[[ Text provided open ]]
Even its use as an ingredient in some foods could be outlawed.

The Medicines Control Agency (MCA) has launched a public and industry consultation on the future of the herb - used for many years as a remedy for anxiety and restlessness.


Our advice is that it would be prudent for anyone taking such products to stop taking them

Professor Alasdair Breckenridge, CSM
The Committee for the Safety of Medicines (CSM) looked at its safety record in December, and stocks of the herb were withdrawn from shops.

However, the MCA's investigations have revealed 68 cases worldwide in which Kava-kava has been linked to liver problems.

These have led to six liver transplants - and three deaths.

In the UK there have been three suspected cases of Kava-kava linked liver toxicity.

People or companies with a view on the herb have until the end of September to make their views known to the MCA.
[[ Text provided closed ]]
[[ Given entries open ]]
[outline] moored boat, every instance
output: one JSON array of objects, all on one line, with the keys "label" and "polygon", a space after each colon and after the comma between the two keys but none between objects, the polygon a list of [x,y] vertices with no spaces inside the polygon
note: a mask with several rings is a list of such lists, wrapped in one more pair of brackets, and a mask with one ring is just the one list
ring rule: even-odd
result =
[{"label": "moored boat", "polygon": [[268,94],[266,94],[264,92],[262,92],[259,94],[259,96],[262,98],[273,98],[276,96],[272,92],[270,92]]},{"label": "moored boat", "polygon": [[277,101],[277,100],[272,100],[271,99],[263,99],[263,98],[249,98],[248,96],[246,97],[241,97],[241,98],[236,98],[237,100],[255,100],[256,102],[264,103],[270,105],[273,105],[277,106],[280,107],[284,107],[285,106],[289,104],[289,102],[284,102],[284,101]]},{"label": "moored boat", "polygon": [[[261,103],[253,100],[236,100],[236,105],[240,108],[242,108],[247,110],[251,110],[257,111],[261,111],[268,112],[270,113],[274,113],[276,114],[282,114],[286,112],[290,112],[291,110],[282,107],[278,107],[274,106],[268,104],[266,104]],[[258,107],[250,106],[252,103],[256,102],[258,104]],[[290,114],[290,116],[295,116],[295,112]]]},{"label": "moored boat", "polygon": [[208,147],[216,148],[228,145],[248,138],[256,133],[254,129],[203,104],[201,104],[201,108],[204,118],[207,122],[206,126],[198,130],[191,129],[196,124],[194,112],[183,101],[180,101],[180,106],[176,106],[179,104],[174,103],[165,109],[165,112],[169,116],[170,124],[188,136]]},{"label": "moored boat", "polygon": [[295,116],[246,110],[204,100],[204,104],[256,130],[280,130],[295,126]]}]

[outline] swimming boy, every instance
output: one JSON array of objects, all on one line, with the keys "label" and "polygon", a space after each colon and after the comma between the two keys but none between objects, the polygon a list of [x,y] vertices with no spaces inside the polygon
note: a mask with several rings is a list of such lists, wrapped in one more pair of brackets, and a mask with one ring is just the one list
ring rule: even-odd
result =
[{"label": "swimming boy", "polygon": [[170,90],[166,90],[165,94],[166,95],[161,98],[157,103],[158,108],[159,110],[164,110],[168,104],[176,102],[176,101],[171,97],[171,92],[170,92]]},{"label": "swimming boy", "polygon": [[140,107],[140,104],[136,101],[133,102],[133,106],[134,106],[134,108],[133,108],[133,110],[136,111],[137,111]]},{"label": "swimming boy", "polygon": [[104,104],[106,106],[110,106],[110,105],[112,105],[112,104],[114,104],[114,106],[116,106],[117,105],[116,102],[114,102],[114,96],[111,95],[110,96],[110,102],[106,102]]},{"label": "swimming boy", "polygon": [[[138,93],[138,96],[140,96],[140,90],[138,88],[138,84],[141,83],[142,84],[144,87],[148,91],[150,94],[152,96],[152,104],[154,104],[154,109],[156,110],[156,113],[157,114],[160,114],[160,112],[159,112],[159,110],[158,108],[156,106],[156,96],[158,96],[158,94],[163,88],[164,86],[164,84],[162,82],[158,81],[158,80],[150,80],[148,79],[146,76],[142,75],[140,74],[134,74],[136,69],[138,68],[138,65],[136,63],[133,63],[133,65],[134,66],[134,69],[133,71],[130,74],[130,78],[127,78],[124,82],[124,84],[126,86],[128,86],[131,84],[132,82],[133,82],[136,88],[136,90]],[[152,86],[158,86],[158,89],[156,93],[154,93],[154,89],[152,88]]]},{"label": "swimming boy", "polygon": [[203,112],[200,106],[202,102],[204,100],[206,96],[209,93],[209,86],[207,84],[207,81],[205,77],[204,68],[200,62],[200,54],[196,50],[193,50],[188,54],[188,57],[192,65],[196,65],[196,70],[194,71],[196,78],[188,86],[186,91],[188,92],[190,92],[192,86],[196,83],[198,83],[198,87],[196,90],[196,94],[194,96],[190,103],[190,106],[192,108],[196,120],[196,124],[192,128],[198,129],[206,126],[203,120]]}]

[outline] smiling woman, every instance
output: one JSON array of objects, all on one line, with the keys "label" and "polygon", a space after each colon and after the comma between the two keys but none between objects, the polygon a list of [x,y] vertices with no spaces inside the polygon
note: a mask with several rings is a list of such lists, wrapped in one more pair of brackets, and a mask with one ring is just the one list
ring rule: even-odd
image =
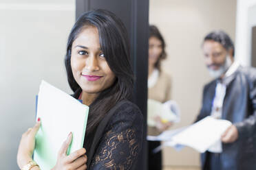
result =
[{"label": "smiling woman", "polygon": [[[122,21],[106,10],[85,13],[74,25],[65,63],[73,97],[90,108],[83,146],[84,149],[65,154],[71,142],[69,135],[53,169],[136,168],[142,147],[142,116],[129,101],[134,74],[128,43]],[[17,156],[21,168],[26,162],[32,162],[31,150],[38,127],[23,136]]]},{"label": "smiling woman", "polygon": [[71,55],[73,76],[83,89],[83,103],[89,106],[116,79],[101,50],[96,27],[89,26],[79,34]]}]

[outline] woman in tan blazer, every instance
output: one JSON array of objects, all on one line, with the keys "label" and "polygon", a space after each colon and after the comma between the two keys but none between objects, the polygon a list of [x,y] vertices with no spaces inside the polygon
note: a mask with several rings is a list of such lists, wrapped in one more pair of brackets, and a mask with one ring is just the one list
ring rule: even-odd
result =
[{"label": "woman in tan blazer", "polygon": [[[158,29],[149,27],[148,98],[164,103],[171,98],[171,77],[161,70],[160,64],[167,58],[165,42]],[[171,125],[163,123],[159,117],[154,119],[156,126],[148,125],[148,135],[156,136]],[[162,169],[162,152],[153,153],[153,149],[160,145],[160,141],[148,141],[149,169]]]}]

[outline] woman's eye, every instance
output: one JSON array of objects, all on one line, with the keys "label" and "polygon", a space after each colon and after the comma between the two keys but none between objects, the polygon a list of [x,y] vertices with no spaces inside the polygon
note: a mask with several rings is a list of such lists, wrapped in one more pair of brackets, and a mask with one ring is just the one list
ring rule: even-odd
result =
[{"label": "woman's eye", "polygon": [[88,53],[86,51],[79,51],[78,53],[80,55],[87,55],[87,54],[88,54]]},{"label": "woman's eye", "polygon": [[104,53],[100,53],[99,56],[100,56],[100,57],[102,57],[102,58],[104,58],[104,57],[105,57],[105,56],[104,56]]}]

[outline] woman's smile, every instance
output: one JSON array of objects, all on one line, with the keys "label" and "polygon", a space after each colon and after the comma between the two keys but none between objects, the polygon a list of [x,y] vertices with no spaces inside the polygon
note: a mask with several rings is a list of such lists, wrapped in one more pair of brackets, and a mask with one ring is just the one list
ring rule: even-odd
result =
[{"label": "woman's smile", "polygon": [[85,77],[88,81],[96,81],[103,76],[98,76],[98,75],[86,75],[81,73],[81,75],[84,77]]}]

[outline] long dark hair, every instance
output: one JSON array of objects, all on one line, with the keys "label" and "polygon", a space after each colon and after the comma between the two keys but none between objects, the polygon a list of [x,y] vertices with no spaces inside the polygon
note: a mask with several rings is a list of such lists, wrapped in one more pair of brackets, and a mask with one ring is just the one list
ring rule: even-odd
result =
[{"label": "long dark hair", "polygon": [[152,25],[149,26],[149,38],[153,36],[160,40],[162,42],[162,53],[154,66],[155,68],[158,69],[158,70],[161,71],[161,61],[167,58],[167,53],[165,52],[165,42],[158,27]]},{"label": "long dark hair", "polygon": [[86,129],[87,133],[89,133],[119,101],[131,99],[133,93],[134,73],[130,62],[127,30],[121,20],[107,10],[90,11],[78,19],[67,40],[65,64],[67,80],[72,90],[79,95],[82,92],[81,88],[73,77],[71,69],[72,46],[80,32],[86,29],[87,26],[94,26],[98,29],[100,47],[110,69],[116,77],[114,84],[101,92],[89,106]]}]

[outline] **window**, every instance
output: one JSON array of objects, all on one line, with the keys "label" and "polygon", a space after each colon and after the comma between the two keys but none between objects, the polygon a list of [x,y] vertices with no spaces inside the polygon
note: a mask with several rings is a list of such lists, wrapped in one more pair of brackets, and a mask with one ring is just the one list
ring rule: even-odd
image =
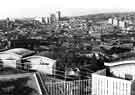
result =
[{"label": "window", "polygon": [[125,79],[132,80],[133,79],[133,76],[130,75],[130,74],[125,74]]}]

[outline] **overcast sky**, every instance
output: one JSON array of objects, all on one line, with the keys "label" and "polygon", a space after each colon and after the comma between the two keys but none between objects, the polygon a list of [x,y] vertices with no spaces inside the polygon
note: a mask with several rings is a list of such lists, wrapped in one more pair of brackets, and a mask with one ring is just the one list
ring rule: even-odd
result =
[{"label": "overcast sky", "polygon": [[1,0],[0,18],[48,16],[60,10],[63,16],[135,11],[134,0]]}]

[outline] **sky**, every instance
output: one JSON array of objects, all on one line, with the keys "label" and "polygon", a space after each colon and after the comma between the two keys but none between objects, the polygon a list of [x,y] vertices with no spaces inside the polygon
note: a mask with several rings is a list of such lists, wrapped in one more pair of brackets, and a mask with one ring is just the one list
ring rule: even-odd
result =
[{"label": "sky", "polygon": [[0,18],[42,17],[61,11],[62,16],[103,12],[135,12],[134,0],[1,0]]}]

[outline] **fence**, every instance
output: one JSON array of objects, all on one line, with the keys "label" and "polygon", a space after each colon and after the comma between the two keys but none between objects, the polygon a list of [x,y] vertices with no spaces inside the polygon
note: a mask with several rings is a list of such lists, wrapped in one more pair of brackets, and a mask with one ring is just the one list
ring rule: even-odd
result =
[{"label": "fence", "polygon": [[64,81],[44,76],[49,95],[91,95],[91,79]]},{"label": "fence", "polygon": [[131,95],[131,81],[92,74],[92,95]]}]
[[ Given entries closed ]]
[[ Given entries open ]]
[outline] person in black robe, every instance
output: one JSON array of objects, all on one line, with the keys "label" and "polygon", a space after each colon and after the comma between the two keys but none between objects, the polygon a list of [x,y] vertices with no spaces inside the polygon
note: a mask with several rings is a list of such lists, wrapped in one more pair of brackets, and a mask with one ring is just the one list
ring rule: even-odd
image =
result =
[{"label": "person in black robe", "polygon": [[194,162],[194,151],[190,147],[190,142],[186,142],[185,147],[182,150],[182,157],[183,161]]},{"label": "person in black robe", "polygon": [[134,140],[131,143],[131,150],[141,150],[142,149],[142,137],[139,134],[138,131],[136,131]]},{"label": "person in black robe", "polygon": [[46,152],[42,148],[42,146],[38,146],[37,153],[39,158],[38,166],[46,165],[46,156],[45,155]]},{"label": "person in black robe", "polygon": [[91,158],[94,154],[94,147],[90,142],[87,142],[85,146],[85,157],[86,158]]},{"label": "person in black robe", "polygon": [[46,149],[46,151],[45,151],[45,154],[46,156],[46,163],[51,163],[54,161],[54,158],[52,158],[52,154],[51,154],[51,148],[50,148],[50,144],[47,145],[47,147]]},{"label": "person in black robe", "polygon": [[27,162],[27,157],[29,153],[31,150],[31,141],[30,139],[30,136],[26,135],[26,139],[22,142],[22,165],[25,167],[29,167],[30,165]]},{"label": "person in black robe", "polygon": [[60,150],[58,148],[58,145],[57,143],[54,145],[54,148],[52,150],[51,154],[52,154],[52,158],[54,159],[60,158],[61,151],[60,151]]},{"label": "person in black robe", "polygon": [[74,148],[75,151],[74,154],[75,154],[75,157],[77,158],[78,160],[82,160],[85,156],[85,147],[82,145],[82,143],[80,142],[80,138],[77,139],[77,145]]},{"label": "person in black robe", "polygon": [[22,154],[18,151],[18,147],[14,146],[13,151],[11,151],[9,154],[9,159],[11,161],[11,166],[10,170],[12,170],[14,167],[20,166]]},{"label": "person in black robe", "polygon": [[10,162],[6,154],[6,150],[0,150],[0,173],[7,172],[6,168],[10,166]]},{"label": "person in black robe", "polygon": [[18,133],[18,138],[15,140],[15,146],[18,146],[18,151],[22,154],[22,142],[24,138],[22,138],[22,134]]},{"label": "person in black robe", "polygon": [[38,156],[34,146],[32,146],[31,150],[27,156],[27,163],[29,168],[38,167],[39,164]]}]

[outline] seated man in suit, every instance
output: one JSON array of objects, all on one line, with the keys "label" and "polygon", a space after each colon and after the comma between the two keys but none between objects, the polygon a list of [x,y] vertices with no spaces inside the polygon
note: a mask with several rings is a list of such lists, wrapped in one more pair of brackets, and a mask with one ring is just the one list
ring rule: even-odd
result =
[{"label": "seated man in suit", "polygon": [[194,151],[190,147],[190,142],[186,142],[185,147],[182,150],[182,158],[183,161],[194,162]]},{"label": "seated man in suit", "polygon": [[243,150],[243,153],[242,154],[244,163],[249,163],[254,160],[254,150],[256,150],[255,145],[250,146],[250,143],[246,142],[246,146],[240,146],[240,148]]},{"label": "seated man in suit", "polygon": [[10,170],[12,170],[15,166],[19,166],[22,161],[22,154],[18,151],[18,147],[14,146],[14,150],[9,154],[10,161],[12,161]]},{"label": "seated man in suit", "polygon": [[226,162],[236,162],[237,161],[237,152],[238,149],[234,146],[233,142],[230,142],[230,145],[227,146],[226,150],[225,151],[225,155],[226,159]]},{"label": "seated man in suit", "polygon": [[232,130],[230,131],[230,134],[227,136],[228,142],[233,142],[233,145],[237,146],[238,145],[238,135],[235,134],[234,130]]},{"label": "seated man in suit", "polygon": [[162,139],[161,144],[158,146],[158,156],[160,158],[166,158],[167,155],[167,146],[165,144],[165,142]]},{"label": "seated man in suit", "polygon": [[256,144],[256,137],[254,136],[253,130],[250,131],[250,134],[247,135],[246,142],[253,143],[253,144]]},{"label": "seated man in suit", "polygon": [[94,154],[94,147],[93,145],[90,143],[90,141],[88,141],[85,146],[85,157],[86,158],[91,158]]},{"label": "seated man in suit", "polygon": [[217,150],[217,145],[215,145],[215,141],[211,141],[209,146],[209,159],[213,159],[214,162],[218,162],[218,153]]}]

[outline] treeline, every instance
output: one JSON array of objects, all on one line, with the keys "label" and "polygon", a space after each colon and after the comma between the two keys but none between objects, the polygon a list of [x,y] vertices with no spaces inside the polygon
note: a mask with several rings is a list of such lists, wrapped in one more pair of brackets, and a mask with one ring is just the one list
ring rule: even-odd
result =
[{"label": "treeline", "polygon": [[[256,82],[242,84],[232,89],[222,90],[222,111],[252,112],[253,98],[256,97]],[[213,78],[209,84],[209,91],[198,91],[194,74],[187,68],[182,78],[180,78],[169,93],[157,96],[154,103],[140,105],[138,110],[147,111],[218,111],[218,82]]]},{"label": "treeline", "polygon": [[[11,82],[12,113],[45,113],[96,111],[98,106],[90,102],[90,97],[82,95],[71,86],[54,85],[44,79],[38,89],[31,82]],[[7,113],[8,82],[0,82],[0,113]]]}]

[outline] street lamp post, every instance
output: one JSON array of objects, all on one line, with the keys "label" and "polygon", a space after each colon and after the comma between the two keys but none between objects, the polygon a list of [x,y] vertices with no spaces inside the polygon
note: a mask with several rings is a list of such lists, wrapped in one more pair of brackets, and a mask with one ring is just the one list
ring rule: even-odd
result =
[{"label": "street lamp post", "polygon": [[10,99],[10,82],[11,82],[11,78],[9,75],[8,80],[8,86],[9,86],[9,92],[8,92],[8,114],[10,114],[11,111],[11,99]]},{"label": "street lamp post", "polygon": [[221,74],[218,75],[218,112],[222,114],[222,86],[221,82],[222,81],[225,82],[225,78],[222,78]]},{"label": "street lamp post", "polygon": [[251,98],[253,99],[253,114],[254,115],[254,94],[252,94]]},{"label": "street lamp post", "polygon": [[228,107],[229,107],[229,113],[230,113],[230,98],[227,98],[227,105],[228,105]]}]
[[ Given entries closed ]]
:: Brief 1 ::
Answer these questions using the text on Kava-kava:
(a) How many cases worldwide have the MCA's investigations linked to Kava-kava and liver problems?
(b) In which month did the CSM look at the herb's safety record?
(c) By when must people or companies send their views on the herb to the MCA?
:: Brief 2 ::
Continue the news text on Kava-kava after its final sentence.

:: Written response 1 ::
(a) 68 cases.
(b) December.
(c) The end of September.

:: Written response 2 ::
Firm warning

In the meantime, Professor Alasdair Breckenridge, chairman ofthe Committee on Safety of Medicines, is urging consumers not to take the supplement.

He said: "Given the safety concerns surrounding the use of medicinal products containing the herbal ingredient Kava-kava, our advice is that it would be prudent for anyone taking such products to stop taking them.

"There should not be any adverse effects from stopping Kava-kava abruptly.

"If anyone taking Kava-kava feels unwell or has concerns about possible liver problems, they should stop taking it and seek medical advice."